Title: Orthogonal polynomials on the real axis Speaker: E. A. Rakhmanov Time: 4:00pm–5:00pm Place: CMC 130 (Hybrid Format)
I plan to make a few general remarks on history and current state of the art and then discuss in some details a couple of particular problem related to asymptotics.
Title: On a localization result in billiard systems of elliptical shape Speaker: Razvan Teodorescu Time: 4:00pm–5:00pm Place: CMC 130 (Hybrid Format)
In their “theory of quantum mirage” (2001), Oded Agam and Avraham Schiller computed perturbatively the resolvent for the generator of diffusion in a “quantum billiard” of elliptical shape. The resulting probability distribution function has singleton contributions at the focal points of the ellipse, independently of its size or aspect ratio. We will discuss a mathematical formulation of the Agam-Schiller result.
Title: Commutator-preserving deformations of the universal algebra of the space of square-summable sequences, Part II Speaker: Razvan Teodorescu Time: 4:00pm–5:00pm Place: CMC 130 (Hybrid Format)
Title: Commutator-preserving deformations of the universal algebra of the space of square-summable sequences Speaker: Razvan Teodorescu Time: 4:00pm–5:00pm Place: CMC 130 (Hybrid Format)
Starting from the pair of shift operator, \(W\), on \(\ell^2(\mathbb{N})\) and its adjoint \(W^*\), we construct the simplest pair of operators with identity commutator, \(Z\) and \(\bar{Z}\). They are represented by multiplication and differentiation operators acting on the Segal-Bargmann space on \(\mathbb{C}\), leading to an orthonormal basis of monomials with an obvious one-parameter (L) group of scaling invariance (the Moebius subgroup leaving 0 and oo invariant). Correspondingly, the commutator of \(Z,\bar{Z}\) scales as \(|L|^2\).

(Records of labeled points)

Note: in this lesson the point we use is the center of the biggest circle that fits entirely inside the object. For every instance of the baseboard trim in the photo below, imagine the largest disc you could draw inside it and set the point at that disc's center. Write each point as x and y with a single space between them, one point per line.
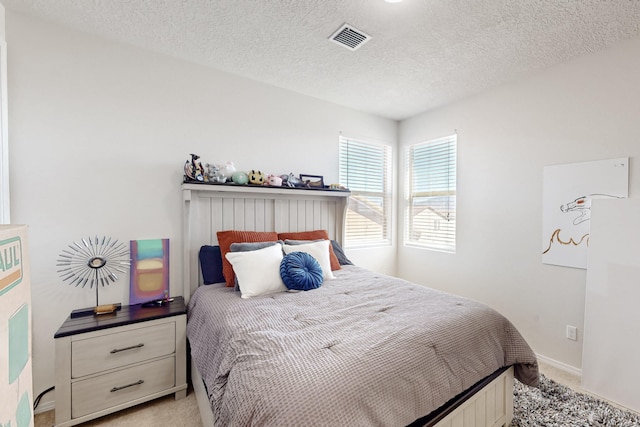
559 365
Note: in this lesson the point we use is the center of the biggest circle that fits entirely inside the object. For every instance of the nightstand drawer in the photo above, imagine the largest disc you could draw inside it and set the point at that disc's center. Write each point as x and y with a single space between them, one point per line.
104 391
118 349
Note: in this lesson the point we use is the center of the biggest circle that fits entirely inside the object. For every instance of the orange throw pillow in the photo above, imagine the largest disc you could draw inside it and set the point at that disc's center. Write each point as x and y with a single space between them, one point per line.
313 235
226 238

- BRIEF 1
According to the seminar listings, where does the probability distribution function in the elliptical billiard have singleton contributions?
- BRIEF 2
Resume the seminar listings, picking up right after their last sentence.

- EXERCISE RESPONSE 1
At the focal points of the ellipse.

- EXERCISE RESPONSE 2
We consider continuous deformations of the pair \(Z,\bar{Z}\) into the algebra of formal Laurent series in \(W,W^*\), leaving the commutator invariant. We show that the simplest case leads to an orthonormal basis of (complex) Hermite polynomials, with deformed inner product, and we explore the asymptotic behavior of the projector on the n-th polynomial, using the residual scaling invariance. An unexpected by-product is a theorem showing that diffusion paths starting from focal points of elliptical domains visit the focal points infinitely often.
Higher-order deformations will also be discussed if time allows.
Title: On a boundary property of Blaschke products Speaker: Arthur Danielyan Time: 4:00pm–5:00pm Place: CMC 130 (Hybrid Format)
We prove that a Blaschke product has no radial limits on a subset \(E\) of the unit circle \(T\) but has unrestricted limit at each point of \(T \backslash E\) if and only if \(E\) is a closed set of measure zero. (Joint work with Spyros Pasias).
Title: Pseudoinverses in \(H^2\left(\mathbb{D}^d\right)\), Part II Speaker: Ray Centner Time: 4:00pm–5:00pm Place: Microsoft Teams
Title: Pseudoinverses in \(H^2\left(\mathbb{D}^d\right)\) Speaker: Ray Centner Time: 4:00pm–5:00pm Place: Microsoft Teams
The methods of least-squares approximation have been used in many areas of engineering since the later half of the 20th century. In particular, these methods appear in connection with 2D recursive digital filter design. In this context, electrical engineers are concerned with manipulating polynomials of two complex variables in an effort to control the output of a 2D signal. However, difficulties arise in studying these techniques due to limited factorization results of polynomials in several variables. In effort to avoid this problem, mathematicians have been interested in approaching this topic from a more abstract point-of-view. In this talk, I will present a method to studying these polynomials from an operator theoretic standpoint. In particular, I will talk about the pseudoinverse of an operator that is defined in conjunction with these polynomials. I will then show how some previously known results can be obtained easily by using this framework. To maintain flexibility with the engineering applications, I will present a majority of the results in the \(d\)-dimensional case.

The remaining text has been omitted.